Start of GIVEN RECORDS

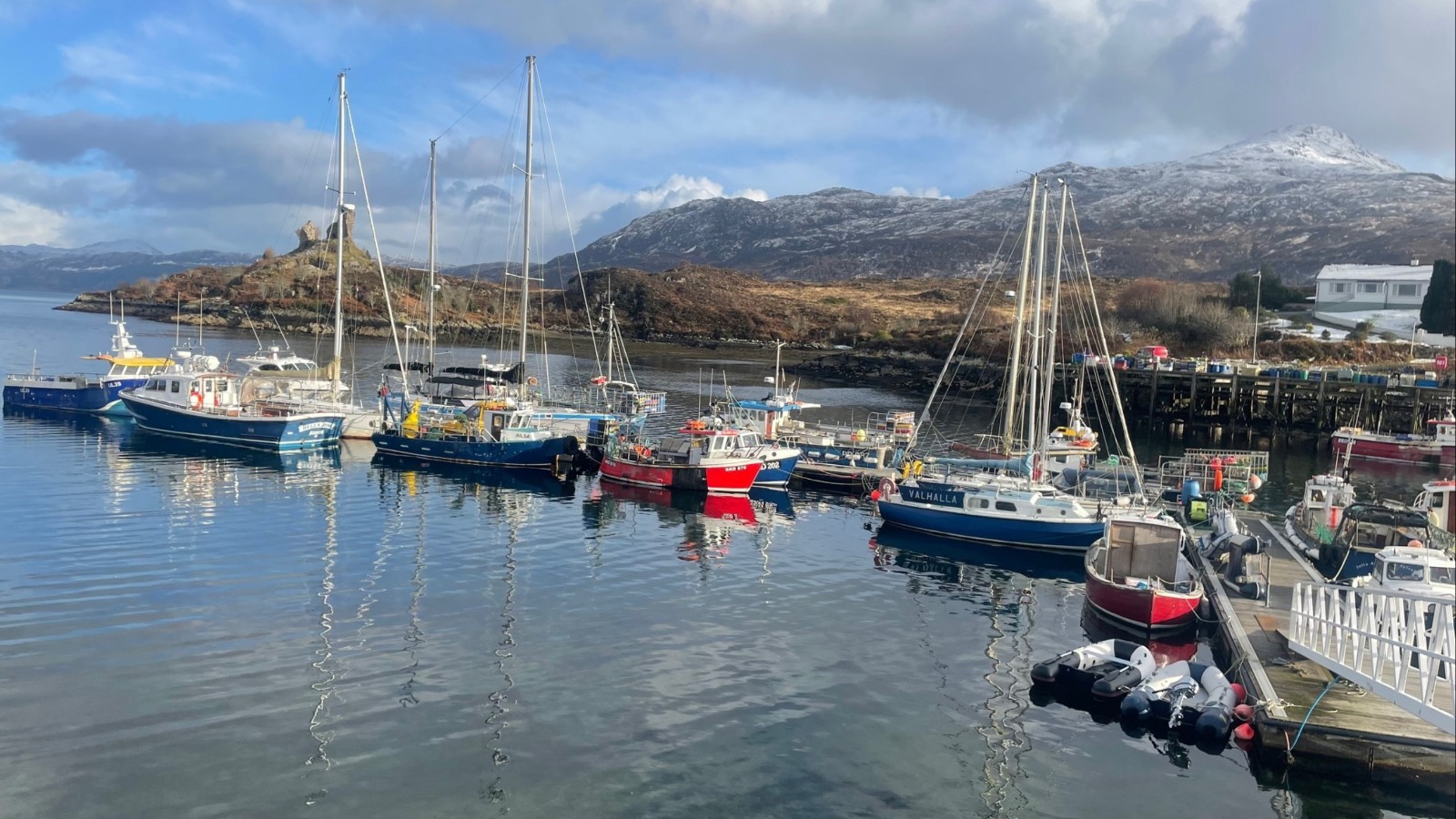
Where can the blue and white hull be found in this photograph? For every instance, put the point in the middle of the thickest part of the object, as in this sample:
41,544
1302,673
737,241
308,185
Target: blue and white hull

End of GIVEN RECORDS

**THE PROBLEM:**
The copy you write must hold every record verbatim and none of the pictures.

**RESULT OF THIS EXERCISE:**
Where can the blue and white hull be found in this photograph? For every instance, put the point in the middle of the thickest part of the object, as in this sample:
41,544
1302,673
737,241
308,185
Target: blue and white hull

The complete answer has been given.